Objective: Reproduce the listing below word for word, leaving out the pictures.

Excerpts of pointing data:
-- BEGIN --

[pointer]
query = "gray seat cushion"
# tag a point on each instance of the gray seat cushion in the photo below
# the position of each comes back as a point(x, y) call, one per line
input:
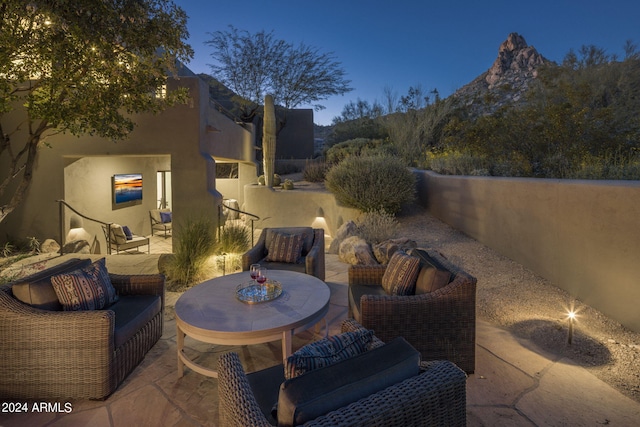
point(356, 292)
point(132, 313)
point(320, 391)
point(265, 385)
point(298, 267)
point(306, 231)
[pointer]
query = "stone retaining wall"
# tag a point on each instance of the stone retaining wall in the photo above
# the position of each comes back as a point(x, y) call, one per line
point(583, 236)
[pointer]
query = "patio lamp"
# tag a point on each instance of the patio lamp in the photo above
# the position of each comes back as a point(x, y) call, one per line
point(320, 221)
point(572, 318)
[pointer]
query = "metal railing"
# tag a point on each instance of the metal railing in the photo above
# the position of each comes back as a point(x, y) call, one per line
point(253, 218)
point(105, 225)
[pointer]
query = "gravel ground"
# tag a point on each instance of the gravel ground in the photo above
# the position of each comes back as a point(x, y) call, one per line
point(512, 296)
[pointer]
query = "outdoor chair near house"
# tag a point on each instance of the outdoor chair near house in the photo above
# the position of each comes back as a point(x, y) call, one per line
point(338, 385)
point(298, 249)
point(161, 220)
point(121, 238)
point(435, 310)
point(78, 344)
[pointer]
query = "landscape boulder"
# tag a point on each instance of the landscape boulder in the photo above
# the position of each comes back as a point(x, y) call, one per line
point(384, 250)
point(356, 251)
point(347, 229)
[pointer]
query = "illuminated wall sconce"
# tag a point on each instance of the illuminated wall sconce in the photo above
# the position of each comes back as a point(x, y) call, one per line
point(77, 232)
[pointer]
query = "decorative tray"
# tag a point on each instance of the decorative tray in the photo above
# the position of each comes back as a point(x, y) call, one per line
point(254, 293)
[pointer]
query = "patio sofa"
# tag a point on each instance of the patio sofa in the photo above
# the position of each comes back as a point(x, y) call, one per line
point(309, 258)
point(385, 385)
point(439, 323)
point(49, 353)
point(117, 239)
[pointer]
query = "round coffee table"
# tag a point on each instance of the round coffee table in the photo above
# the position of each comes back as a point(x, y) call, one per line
point(210, 312)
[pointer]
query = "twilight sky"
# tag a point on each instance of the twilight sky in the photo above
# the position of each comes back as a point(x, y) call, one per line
point(400, 43)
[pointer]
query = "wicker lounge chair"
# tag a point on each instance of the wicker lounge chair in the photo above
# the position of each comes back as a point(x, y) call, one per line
point(440, 324)
point(48, 354)
point(312, 256)
point(435, 396)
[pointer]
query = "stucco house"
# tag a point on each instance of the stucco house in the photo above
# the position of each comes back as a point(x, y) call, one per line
point(177, 152)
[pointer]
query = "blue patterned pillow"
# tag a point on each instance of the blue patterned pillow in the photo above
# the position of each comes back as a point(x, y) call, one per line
point(166, 217)
point(127, 232)
point(327, 351)
point(88, 288)
point(401, 273)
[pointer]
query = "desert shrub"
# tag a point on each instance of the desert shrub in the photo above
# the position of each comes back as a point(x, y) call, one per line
point(234, 238)
point(376, 226)
point(372, 183)
point(359, 147)
point(192, 247)
point(315, 171)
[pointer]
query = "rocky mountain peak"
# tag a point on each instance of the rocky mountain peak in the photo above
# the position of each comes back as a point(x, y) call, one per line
point(514, 57)
point(507, 79)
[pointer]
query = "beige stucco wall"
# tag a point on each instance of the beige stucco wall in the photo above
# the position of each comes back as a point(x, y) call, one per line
point(296, 208)
point(185, 136)
point(583, 236)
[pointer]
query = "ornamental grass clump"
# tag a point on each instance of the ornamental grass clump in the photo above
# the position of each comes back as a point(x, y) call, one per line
point(315, 171)
point(192, 247)
point(234, 238)
point(371, 183)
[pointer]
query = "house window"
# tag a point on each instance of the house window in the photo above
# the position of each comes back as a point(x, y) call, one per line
point(161, 92)
point(226, 171)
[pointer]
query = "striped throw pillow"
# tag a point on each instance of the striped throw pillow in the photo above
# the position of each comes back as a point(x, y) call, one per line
point(400, 275)
point(326, 352)
point(285, 248)
point(88, 288)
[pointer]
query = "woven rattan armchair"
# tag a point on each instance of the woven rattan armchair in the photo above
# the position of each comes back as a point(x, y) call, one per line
point(440, 324)
point(71, 354)
point(311, 262)
point(436, 396)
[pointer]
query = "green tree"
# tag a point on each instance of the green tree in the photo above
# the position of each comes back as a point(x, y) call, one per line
point(82, 67)
point(253, 65)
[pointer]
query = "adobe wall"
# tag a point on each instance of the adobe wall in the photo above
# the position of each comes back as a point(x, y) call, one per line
point(583, 236)
point(183, 137)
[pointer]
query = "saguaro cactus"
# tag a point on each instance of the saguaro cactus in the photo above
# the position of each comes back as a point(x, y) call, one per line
point(269, 140)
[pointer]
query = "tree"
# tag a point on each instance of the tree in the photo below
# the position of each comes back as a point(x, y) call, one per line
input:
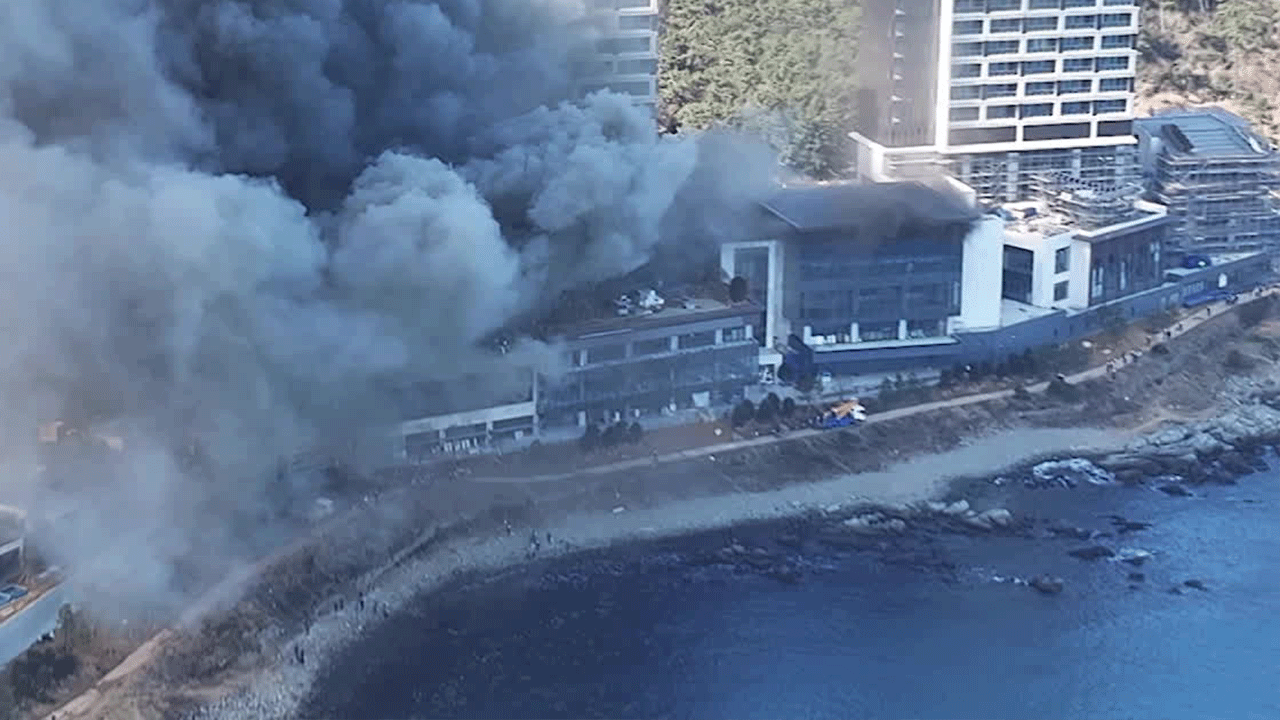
point(780, 68)
point(590, 438)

-- END --

Solution to this exercise:
[pointer]
query = "gray seat cushion"
# tag a point on each instance of the gray seat cushion in the photo below
# the position of each comes back as a point(x, y) call, one per line
input:
point(356, 292)
point(132, 313)
point(320, 391)
point(265, 385)
point(298, 267)
point(306, 231)
[pointer]
query = "stone retaining wall"
# tag a point on each instance of the stone retaining wall in the photo above
# the position of each comes back as a point(x, y) call, one per line
point(583, 236)
[pointer]
query = "patio lamp"
# tag a point on each instance of the patio lamp in the photo above
# the position of each comes back as a point(x, y) call, one per line
point(320, 221)
point(572, 318)
[pointer]
query = "metal railing"
# tag a point on each instance of the metal railing in the photo above
# the position of each comes back as a point(x, y) call, one per line
point(253, 218)
point(105, 225)
[pointer]
query = "gravel ground"
# tag a point on each instance of the gravel ground in the photo above
# the position of each comes back as a point(x, y) call, one per line
point(512, 296)
[pointer]
query = "outdoor chair near house"
# tag a point on each instance of the outdoor chair near house in the photo above
# the position of each comes back as a point(x, y) call, one per line
point(338, 385)
point(298, 249)
point(161, 220)
point(121, 238)
point(435, 310)
point(78, 344)
[pointer]
query = "landscape boulder"
# tag a point on each instance of the landscape boulder in the photo above
# the position of each comes back as a point(x, y) call, one per line
point(384, 250)
point(356, 251)
point(347, 229)
[pointer]
query = "illuminated wall sconce"
# tag a point on each instance of the illuminated wall sconce in the photo above
# the position of each comes back as a point(x, y) call, one per line
point(77, 232)
[pointer]
query = "decorative tray"
# tag a point on each instance of the decorative tray in the photo above
# the position of each comes back as a point(x, y) call, one per line
point(254, 293)
[pointer]
query = "patio sofa"
# tag a point on each instance of the patio sofa in the photo above
# the position of each comes back as a point(x, y) call, one per line
point(309, 258)
point(385, 385)
point(439, 323)
point(49, 353)
point(117, 239)
[pointer]
query = "round coffee table"
# tag a point on each instance of the round coffee table in the photo above
# the position of each comes back as a point(x, y) call, one per line
point(210, 312)
[pointer]
query = "twilight sky"
# tag a point on each instance of the twilight sky in the photo above
# the position of each comes back as a point(x, y) call, one per line
point(400, 43)
[pointer]
query = "wicker lounge chair"
# tag a point on each instance of the wicker lounge chair in the photo above
# the position of each comes back as a point(x, y) call, one per line
point(440, 324)
point(48, 354)
point(312, 256)
point(435, 396)
[pointer]
query = "stucco house"
# tag a point on each instance of the stucco house in the photo above
# the position of each comes back as a point(x, y) call, one per line
point(177, 152)
[pointer]
query = "blue patterned pillow"
# tag a point on each instance of the blue patterned pillow in the photo above
# the position of each comes back as a point(x, y) call, one per line
point(166, 217)
point(127, 232)
point(327, 351)
point(88, 288)
point(401, 273)
[pointer]
query = "desert shrub"
# tag a point on each instance of the desert shrub in the photo above
# the position of each comes back as a point(x, y) call, one per line
point(234, 238)
point(376, 226)
point(372, 183)
point(359, 147)
point(192, 247)
point(315, 171)
[pointer]
query = "rocky mountain peak"
# tag a point on each instance of the rocky mountain peak in the photo above
# the position of each comes back as a point(x, y) call, one per line
point(514, 57)
point(507, 79)
[pointer]
query = "beige stucco wall"
# tag a point on each instance of the beige stucco wall in the photo above
# the position of each comes back as a point(x, y) call, one per line
point(296, 208)
point(185, 136)
point(583, 236)
[pointer]
query = "ornamental grass clump"
# tag a point on each instance of the ornamental grass clump in the photo above
# the position of each comes back as a point(x, y) call, one per line
point(315, 171)
point(192, 247)
point(234, 238)
point(371, 183)
[pointer]
query = "house window"
# tag a point on each instance of the house window in the photo above
# the position of each comes back as a point(x, y) call, one per line
point(161, 92)
point(226, 171)
[pointer]
query = "striped throw pillow"
# tag a point on each instance of the striped throw pillow in the photo above
# the position of each comes back as a point(x, y) call, one per line
point(400, 275)
point(326, 352)
point(285, 248)
point(88, 288)
[pointer]
query = "woven rattan armchair"
# tag a point on each instance of the woven rattan armchair in the photo above
# the position of each comes back as a point(x, y) call, one per line
point(440, 324)
point(71, 354)
point(311, 262)
point(436, 396)
[pointer]
query = "green tree"
# tag a point on each instance of the green tree in the photo above
# the position of each comes back as a point(x, y) call, one per line
point(82, 67)
point(253, 65)
[pointer]
query = "adobe wall"
# tag a point on each instance of the adobe wall in the photo above
# the position of each comes back as a point(x, y) call, one per line
point(583, 236)
point(183, 137)
[pointer]
query = "saguaro cactus"
# tag a point on each instance of the saguaro cactus in the photo above
# the position of each comes back as a point(x, y) call, one per line
point(269, 140)
[pointer]
query = "tree"
# tag a point on each instance of the tree in the photo below
# the position of each comes back as a point(x, y) call, one per line
input:
point(780, 68)
point(590, 438)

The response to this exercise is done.